= Job =
Pull out every line in the rows below that contains the word "person".
★ ★ ★ ★
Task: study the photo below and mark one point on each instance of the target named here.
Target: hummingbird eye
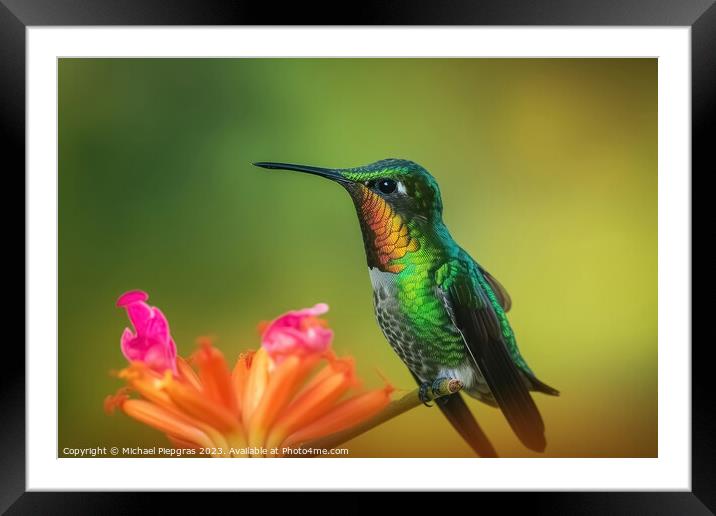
(387, 185)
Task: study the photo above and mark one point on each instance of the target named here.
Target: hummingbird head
(406, 187)
(396, 201)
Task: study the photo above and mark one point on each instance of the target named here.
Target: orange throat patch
(389, 235)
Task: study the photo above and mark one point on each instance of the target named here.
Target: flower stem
(395, 408)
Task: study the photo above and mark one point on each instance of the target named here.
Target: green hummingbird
(440, 310)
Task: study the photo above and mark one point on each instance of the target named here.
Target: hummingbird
(438, 308)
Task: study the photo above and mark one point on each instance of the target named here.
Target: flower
(291, 390)
(297, 332)
(151, 343)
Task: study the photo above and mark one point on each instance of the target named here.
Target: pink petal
(151, 341)
(133, 296)
(297, 332)
(157, 327)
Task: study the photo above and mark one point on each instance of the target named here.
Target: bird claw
(423, 393)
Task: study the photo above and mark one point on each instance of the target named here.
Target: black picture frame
(700, 15)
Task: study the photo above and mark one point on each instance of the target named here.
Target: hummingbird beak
(328, 173)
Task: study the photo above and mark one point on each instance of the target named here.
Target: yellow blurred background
(548, 169)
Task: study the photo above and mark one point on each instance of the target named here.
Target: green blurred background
(548, 169)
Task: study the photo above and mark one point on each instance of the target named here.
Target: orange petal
(180, 443)
(349, 413)
(114, 401)
(188, 374)
(343, 364)
(283, 383)
(312, 404)
(162, 420)
(239, 377)
(256, 384)
(215, 376)
(196, 405)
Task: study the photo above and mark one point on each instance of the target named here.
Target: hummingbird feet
(431, 391)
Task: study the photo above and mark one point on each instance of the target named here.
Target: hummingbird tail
(456, 411)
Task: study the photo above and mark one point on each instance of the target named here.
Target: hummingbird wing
(473, 314)
(500, 292)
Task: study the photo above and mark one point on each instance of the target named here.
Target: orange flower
(292, 390)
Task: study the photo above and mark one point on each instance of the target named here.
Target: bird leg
(439, 387)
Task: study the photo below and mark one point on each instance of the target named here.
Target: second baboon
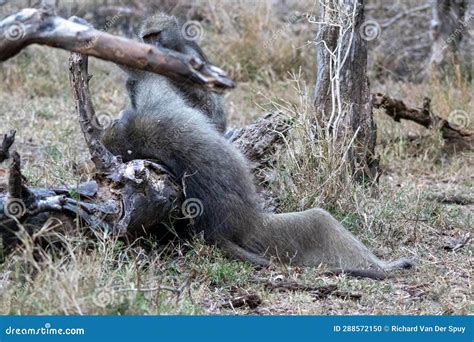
(162, 30)
(164, 127)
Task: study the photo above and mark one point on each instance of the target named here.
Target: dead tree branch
(7, 142)
(41, 26)
(397, 110)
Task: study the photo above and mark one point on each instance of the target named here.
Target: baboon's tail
(311, 238)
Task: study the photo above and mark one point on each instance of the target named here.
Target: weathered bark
(41, 26)
(448, 27)
(342, 94)
(424, 116)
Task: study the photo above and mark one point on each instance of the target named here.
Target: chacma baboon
(164, 127)
(162, 30)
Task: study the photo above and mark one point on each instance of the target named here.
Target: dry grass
(100, 275)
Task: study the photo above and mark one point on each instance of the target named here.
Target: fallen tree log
(41, 26)
(125, 198)
(424, 116)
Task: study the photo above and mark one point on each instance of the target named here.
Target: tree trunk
(448, 27)
(342, 95)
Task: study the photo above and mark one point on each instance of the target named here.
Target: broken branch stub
(424, 116)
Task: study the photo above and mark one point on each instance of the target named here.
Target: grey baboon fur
(165, 31)
(164, 127)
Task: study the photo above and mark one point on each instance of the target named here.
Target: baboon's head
(162, 30)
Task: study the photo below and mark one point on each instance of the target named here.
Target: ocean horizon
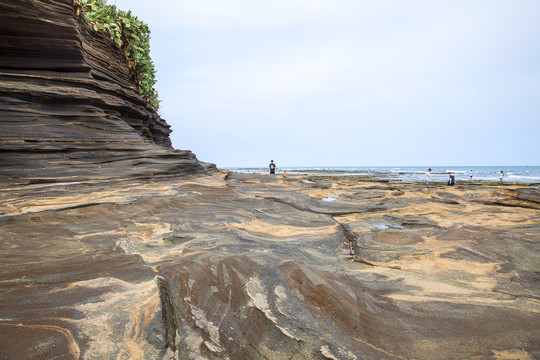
(525, 174)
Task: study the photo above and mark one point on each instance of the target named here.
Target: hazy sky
(348, 82)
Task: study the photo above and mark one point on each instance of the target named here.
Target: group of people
(452, 180)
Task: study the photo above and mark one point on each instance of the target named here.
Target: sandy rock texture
(68, 109)
(237, 266)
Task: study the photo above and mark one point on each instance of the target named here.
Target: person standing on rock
(428, 176)
(272, 167)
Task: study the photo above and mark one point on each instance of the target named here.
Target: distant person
(428, 176)
(272, 167)
(452, 180)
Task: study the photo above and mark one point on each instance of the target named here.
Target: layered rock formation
(101, 258)
(68, 110)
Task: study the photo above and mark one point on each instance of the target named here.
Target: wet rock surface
(264, 267)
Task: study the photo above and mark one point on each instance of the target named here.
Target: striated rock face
(68, 110)
(260, 267)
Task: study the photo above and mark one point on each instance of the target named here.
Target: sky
(348, 82)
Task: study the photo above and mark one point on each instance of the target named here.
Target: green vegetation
(132, 36)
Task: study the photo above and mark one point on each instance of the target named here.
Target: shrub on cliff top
(132, 36)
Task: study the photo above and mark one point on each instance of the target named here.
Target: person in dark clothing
(452, 180)
(272, 167)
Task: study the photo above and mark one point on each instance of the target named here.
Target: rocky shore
(243, 266)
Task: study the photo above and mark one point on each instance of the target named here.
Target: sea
(522, 174)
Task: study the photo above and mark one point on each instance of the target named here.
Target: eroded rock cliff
(68, 110)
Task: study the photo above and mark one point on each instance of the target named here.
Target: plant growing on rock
(132, 36)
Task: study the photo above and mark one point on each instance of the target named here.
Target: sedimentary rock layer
★ ★ ★ ★
= The answer =
Target: person standing on rock
Target: distant person
Target: person in dark clothing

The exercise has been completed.